╭─ RECORDS PROVIDED
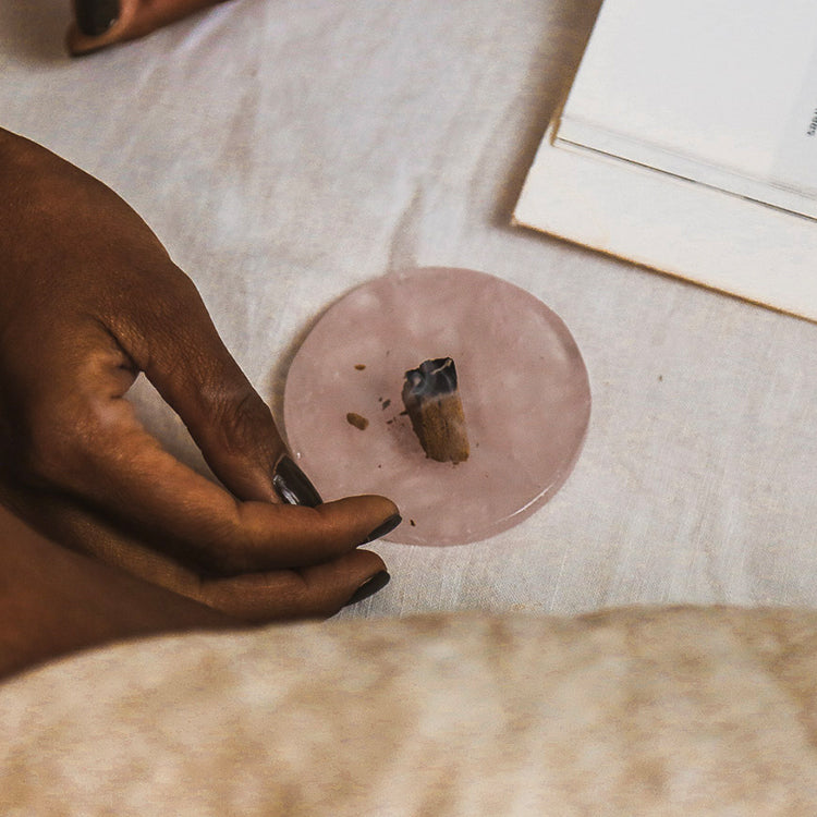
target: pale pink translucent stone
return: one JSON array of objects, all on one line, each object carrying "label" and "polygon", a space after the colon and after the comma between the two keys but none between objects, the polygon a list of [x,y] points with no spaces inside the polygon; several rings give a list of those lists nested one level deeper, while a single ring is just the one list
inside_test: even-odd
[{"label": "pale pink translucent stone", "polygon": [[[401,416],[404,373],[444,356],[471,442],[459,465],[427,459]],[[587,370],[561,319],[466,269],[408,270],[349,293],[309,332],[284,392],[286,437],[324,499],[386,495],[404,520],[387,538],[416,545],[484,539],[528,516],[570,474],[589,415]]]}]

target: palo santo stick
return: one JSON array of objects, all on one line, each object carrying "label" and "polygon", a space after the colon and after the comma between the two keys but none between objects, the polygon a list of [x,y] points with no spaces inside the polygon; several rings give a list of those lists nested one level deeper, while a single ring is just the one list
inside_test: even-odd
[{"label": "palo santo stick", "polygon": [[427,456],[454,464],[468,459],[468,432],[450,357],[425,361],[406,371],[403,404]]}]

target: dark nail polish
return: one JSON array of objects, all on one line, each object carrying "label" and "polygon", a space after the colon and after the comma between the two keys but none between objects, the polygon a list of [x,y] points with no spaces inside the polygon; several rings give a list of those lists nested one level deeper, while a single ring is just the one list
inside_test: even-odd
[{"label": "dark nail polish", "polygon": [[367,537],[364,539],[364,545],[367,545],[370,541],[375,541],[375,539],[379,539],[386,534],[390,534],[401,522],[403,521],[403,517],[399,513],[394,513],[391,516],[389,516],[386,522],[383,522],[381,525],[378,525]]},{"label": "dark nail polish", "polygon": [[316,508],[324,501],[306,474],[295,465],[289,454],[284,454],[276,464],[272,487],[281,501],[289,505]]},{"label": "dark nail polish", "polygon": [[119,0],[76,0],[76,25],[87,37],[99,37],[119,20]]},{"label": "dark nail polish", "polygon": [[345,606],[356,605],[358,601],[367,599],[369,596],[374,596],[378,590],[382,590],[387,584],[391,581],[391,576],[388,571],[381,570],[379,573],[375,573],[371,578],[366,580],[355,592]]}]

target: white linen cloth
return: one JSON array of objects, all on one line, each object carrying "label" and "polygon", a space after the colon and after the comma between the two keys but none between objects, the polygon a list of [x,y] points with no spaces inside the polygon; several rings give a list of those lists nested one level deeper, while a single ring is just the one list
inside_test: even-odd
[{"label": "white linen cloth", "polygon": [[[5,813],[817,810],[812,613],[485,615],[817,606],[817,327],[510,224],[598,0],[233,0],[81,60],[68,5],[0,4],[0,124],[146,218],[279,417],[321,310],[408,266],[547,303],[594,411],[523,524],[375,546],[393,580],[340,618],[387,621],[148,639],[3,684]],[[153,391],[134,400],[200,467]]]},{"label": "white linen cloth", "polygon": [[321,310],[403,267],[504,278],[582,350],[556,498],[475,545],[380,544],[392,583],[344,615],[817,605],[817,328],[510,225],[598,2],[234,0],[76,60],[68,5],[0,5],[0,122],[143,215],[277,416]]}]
╰─
╭─ RECORDS PROVIDED
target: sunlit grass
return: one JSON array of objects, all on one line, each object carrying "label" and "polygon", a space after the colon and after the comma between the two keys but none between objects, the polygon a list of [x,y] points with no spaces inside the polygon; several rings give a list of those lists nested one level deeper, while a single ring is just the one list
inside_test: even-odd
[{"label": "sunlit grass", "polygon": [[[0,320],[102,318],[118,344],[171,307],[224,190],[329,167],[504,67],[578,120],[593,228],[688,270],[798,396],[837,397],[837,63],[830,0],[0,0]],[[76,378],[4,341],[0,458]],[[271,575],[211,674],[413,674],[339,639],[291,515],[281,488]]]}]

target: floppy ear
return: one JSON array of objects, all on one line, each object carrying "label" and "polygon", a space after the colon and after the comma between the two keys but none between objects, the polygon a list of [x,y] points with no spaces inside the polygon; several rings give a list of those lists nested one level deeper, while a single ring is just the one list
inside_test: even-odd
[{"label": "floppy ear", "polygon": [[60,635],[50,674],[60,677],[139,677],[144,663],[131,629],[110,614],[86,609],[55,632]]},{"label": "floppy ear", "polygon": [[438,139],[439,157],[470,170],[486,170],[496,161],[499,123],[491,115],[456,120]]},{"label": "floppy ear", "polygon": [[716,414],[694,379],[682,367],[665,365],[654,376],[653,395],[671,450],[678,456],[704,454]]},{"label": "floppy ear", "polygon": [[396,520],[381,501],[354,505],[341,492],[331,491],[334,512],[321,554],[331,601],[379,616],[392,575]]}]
╰─
PROBLEM TO SOLVE:
Report the number of lines in the records above that contain the word "stone". Give only the number.

RESPONSE TO THE TASK:
2